[begin Exercise material]
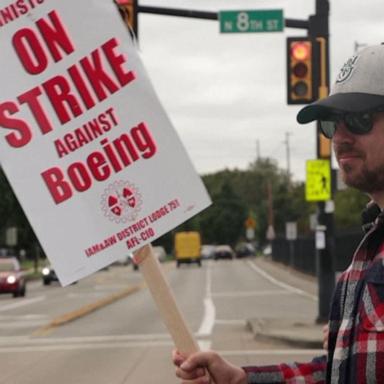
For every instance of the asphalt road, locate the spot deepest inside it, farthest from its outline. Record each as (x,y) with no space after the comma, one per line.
(106,329)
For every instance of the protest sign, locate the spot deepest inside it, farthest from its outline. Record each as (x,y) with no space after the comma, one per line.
(84,141)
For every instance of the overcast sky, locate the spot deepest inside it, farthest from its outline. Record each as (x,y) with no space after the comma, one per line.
(226,93)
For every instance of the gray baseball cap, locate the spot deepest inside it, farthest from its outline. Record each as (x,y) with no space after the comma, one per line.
(359,87)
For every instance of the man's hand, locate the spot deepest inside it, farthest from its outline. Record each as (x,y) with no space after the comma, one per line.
(207,368)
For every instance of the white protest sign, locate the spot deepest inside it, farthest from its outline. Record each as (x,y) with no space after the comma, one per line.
(84,141)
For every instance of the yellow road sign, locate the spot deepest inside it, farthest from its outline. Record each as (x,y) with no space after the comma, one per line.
(318,180)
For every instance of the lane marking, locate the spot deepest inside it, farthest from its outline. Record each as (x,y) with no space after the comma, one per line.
(279,283)
(277,352)
(21,303)
(253,293)
(208,321)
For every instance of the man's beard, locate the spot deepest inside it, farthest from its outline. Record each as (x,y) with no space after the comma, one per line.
(366,180)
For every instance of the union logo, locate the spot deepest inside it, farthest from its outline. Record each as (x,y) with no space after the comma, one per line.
(347,69)
(121,202)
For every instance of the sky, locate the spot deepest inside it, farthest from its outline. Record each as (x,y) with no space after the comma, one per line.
(226,93)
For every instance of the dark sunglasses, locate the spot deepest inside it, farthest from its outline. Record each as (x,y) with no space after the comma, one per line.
(356,123)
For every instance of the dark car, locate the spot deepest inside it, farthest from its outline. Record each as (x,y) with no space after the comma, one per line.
(223,252)
(245,250)
(49,275)
(12,279)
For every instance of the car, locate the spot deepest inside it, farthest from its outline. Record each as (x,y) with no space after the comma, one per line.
(12,278)
(244,250)
(224,252)
(48,275)
(267,250)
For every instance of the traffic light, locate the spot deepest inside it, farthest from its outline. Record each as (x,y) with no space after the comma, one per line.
(128,11)
(301,71)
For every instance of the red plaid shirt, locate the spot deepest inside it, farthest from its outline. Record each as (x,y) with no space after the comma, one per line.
(356,337)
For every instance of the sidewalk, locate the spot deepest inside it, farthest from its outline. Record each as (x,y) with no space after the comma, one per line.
(297,334)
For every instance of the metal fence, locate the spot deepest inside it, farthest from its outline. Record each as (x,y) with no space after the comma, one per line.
(300,254)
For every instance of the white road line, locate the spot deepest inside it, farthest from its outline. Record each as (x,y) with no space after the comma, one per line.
(279,283)
(253,293)
(208,321)
(277,352)
(231,322)
(26,340)
(20,303)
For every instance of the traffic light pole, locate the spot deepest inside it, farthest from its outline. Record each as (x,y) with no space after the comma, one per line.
(319,31)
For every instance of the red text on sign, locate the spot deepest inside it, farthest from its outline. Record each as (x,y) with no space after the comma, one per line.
(99,165)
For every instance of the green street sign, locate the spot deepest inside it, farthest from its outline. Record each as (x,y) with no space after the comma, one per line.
(318,180)
(251,21)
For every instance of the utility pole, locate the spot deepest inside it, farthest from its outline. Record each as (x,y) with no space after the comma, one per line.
(319,31)
(257,149)
(286,142)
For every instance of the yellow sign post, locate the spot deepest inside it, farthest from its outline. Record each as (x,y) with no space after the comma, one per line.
(318,180)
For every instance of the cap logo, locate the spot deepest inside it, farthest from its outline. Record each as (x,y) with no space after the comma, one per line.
(347,69)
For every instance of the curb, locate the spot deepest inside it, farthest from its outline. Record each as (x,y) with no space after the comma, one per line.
(295,334)
(87,309)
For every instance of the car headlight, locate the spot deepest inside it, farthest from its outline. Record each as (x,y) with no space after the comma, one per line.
(11,279)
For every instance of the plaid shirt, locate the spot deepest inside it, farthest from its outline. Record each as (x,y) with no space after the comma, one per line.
(356,326)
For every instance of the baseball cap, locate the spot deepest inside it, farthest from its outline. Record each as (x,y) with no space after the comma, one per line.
(359,87)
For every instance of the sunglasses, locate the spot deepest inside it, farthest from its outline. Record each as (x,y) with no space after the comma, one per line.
(356,123)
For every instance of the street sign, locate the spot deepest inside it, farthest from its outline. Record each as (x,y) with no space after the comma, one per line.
(251,21)
(318,180)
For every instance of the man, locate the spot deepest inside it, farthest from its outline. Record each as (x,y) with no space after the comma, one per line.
(353,117)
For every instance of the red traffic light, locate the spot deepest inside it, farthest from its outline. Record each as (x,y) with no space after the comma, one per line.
(300,86)
(301,50)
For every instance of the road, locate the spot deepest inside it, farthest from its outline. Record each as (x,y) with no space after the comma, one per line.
(106,329)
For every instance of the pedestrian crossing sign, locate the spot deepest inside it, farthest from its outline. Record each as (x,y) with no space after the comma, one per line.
(318,180)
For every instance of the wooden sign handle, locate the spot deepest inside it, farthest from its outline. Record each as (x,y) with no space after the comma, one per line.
(165,300)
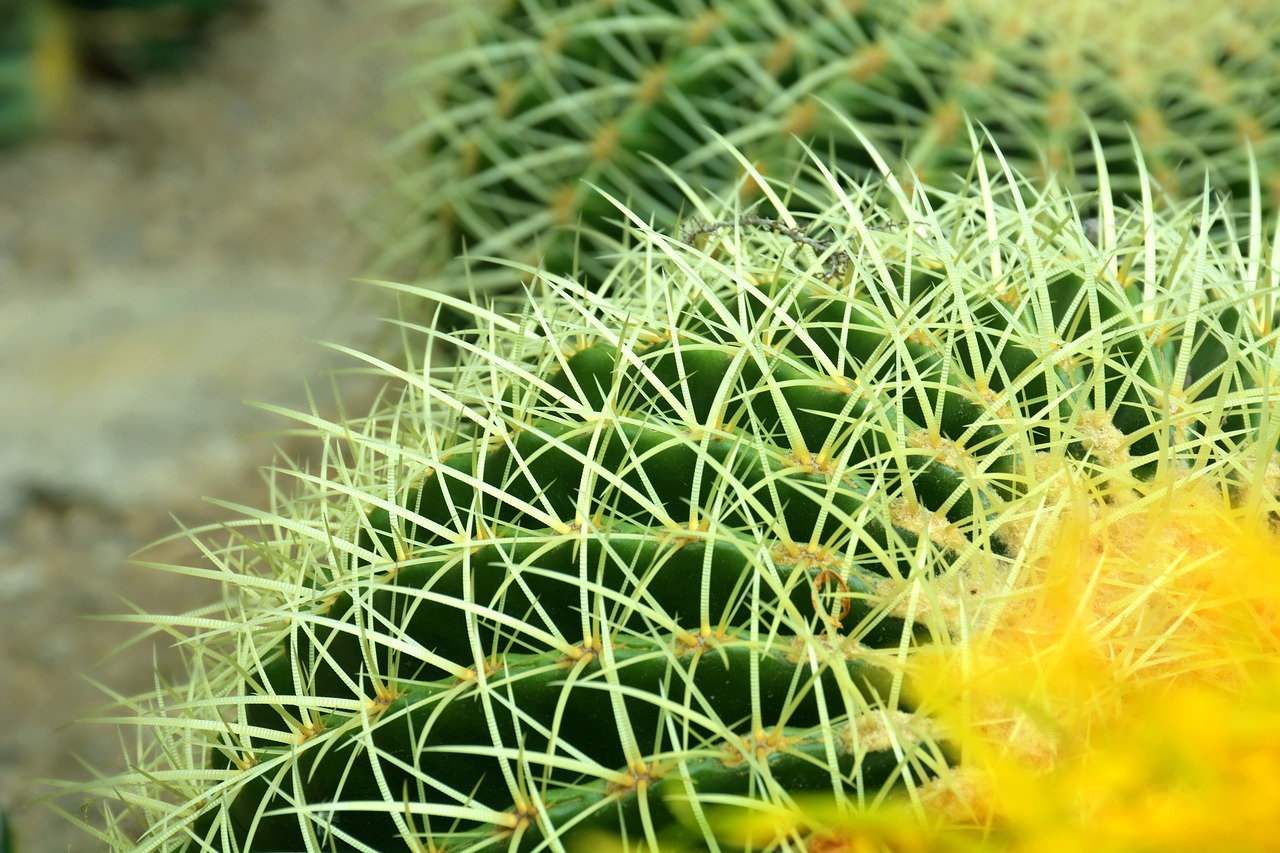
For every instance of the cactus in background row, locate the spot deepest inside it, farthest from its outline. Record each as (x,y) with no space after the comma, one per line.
(126,40)
(663,551)
(37,65)
(549,97)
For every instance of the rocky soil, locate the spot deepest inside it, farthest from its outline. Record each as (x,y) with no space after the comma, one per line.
(168,254)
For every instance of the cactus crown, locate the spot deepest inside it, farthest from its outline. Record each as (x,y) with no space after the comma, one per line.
(549,97)
(667,547)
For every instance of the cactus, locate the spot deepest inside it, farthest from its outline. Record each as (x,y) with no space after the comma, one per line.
(126,40)
(36,67)
(664,550)
(552,99)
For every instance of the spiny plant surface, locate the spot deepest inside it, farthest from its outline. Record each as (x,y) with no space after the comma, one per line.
(677,550)
(547,99)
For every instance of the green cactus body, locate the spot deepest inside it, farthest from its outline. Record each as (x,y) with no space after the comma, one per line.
(128,39)
(663,548)
(551,99)
(36,67)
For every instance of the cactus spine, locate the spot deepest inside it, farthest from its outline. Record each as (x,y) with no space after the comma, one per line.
(666,548)
(551,99)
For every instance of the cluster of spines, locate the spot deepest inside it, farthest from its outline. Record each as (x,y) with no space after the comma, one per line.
(558,100)
(709,507)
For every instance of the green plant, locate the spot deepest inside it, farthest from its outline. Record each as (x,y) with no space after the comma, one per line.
(666,550)
(549,100)
(36,67)
(126,40)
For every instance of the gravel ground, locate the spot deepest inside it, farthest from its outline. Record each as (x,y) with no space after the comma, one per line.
(164,256)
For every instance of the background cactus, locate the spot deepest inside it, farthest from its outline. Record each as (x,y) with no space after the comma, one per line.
(667,548)
(549,97)
(37,65)
(126,40)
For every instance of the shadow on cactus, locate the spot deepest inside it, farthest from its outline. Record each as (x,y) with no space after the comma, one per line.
(666,548)
(548,100)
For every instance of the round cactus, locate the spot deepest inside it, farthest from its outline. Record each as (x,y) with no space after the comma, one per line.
(37,65)
(549,100)
(664,548)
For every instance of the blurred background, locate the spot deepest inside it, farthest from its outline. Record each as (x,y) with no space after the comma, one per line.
(186,190)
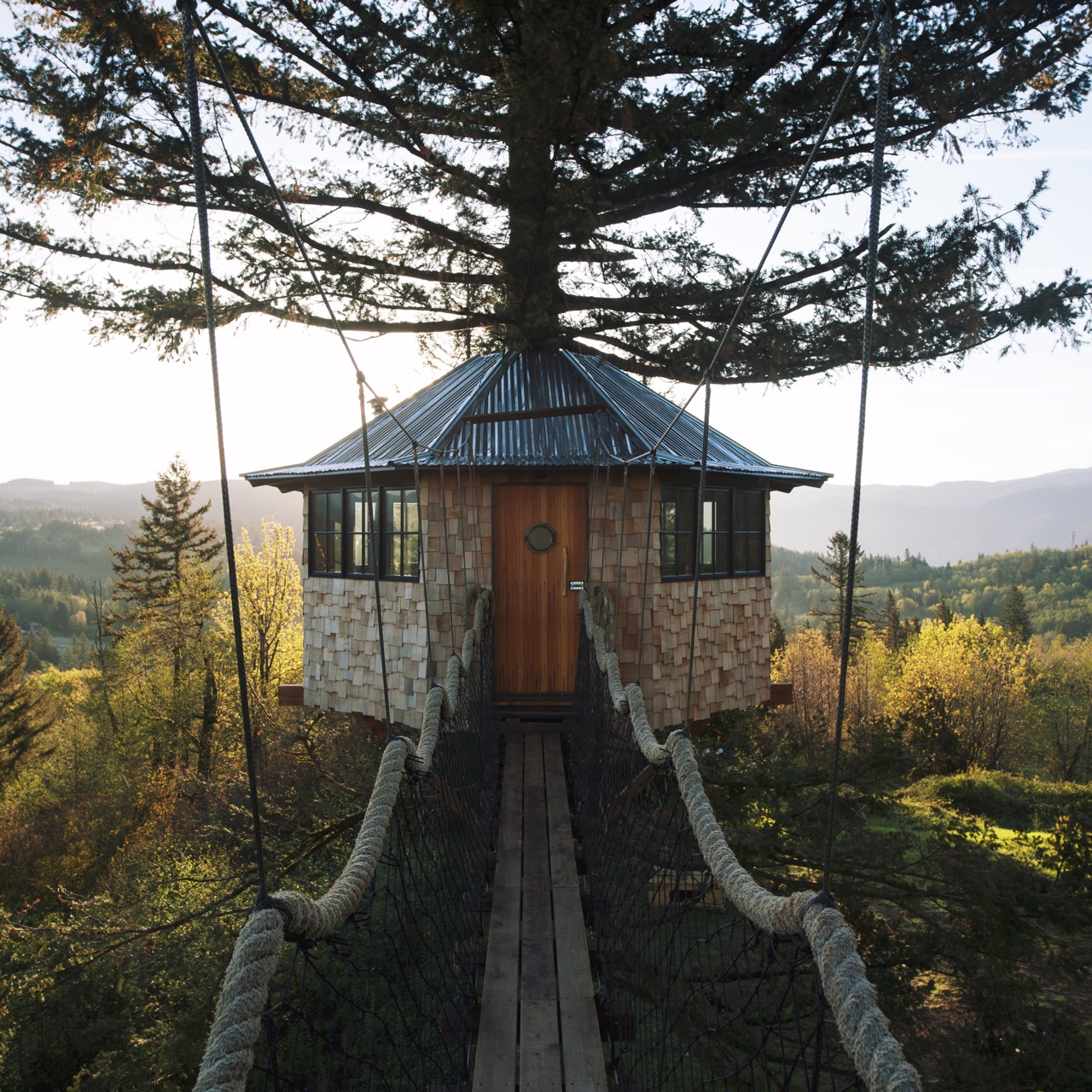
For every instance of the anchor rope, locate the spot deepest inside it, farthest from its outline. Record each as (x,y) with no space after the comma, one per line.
(188,10)
(229,1052)
(866,355)
(864,1029)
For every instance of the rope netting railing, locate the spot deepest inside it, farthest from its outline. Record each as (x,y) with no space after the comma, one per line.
(377,990)
(710,981)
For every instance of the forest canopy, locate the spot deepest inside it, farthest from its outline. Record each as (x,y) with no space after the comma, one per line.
(532,176)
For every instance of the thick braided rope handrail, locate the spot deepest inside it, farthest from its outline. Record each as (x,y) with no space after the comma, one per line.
(229,1053)
(864,1029)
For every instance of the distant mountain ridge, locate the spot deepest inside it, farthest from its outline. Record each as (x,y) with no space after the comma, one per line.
(950,521)
(106,500)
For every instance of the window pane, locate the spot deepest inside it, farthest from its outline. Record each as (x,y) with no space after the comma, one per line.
(669,562)
(401,539)
(318,512)
(683,564)
(756,557)
(359,545)
(324,519)
(669,517)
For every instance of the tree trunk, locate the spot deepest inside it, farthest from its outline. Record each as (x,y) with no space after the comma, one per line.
(533,299)
(209,709)
(557,59)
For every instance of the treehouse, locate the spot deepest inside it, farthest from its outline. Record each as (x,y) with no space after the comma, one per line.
(522,455)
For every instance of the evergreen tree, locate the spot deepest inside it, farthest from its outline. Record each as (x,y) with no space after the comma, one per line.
(944,613)
(894,628)
(22,717)
(42,651)
(537,174)
(172,535)
(834,577)
(165,577)
(1016,619)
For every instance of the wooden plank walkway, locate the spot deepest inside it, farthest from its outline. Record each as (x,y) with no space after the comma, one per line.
(538,1030)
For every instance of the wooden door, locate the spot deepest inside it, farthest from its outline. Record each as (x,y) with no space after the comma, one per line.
(537,628)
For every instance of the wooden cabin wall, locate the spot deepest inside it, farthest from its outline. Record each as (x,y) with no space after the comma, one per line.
(341,636)
(732,659)
(341,650)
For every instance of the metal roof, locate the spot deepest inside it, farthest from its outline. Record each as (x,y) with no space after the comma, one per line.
(621,417)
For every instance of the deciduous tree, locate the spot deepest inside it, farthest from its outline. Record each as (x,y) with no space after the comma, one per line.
(534,176)
(22,717)
(271,601)
(961,696)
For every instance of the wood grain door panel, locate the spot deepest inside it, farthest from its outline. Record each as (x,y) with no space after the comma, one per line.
(537,628)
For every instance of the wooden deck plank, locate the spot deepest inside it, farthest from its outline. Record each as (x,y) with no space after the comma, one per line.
(562,862)
(581,1048)
(496,1058)
(539,1048)
(537,975)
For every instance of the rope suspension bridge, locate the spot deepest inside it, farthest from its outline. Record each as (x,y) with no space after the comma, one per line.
(543,905)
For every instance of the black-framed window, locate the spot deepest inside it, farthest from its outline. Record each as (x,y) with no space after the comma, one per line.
(676,531)
(733,533)
(401,534)
(748,533)
(339,539)
(716,558)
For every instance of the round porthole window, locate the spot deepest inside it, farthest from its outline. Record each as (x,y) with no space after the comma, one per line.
(539,537)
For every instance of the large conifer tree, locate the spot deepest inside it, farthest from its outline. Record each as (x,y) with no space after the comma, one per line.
(171,535)
(834,572)
(533,175)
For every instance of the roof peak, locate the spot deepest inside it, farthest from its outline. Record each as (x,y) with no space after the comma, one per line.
(537,408)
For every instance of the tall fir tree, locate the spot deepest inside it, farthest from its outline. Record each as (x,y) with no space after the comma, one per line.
(944,613)
(537,175)
(894,628)
(22,717)
(1016,619)
(835,577)
(171,535)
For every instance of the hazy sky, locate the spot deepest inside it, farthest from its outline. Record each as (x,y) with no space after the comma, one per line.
(78,412)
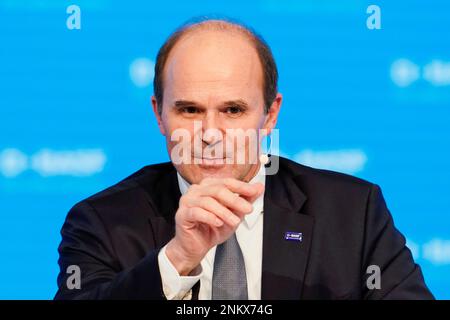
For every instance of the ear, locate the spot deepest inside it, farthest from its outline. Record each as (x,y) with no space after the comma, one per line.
(272,114)
(158,116)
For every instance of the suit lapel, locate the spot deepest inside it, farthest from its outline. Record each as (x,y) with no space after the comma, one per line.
(163,197)
(284,261)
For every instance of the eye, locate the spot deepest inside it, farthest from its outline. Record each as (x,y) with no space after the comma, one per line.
(189,109)
(234,110)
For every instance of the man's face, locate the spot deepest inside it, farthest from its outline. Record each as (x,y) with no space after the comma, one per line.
(214,79)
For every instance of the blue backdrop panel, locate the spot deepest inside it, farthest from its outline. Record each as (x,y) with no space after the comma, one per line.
(75,115)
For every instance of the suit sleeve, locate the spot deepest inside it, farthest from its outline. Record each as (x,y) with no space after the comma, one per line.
(86,244)
(385,247)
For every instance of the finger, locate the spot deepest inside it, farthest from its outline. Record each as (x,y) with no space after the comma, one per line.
(197,214)
(245,189)
(229,199)
(212,205)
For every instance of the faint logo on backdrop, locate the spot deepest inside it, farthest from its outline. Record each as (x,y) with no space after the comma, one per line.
(404,72)
(142,72)
(350,161)
(436,251)
(47,162)
(73,21)
(373,22)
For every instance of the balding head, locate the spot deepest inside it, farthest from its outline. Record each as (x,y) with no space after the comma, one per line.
(217,30)
(218,75)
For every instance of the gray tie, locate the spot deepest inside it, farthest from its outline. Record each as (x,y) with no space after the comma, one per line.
(229,278)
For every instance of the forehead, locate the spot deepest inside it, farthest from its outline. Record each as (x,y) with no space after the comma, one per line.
(213,63)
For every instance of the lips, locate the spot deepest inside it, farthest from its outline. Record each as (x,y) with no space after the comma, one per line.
(211,162)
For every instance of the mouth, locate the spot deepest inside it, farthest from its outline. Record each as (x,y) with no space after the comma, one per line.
(210,163)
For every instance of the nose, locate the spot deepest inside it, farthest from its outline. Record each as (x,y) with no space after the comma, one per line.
(212,130)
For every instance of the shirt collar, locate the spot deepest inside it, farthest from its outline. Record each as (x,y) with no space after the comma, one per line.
(258,204)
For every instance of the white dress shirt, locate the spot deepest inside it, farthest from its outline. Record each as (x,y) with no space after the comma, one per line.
(249,235)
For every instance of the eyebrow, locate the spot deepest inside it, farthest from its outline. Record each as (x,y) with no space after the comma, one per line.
(188,103)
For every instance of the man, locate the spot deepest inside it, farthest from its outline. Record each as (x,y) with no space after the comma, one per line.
(211,227)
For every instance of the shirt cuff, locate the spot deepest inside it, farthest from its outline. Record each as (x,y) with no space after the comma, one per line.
(176,287)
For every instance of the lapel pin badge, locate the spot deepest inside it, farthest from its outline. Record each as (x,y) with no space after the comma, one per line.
(293,236)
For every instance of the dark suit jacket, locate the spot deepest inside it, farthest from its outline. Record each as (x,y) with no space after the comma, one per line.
(115,236)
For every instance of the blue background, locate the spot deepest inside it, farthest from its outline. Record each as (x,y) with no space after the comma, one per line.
(75,115)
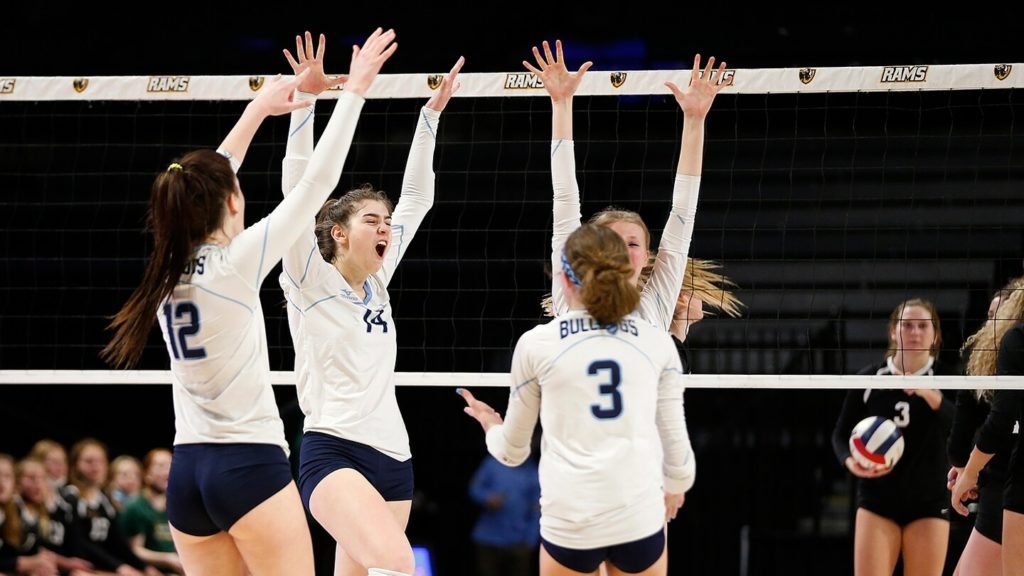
[end Exercise material]
→ **Required task**
Extract every line of the items above that contains the string "suit", and list those lines in their original order.

→ **Final answer**
For every instance of the suit lapel, locate the spot deepest inside it, farthest from its outline. Record each as (x,y) with no space after the comma, one per line.
For every instance of the suit sleeve, locate the spot deepest inside it, farthest from its outline. Record each as (x,y) with no space after the comma, one per line.
For every instance of the dark suit jacket, locate the spot deepest inside it, farthest from its outline. Record each as (x,y) with no space after the comma, one per line.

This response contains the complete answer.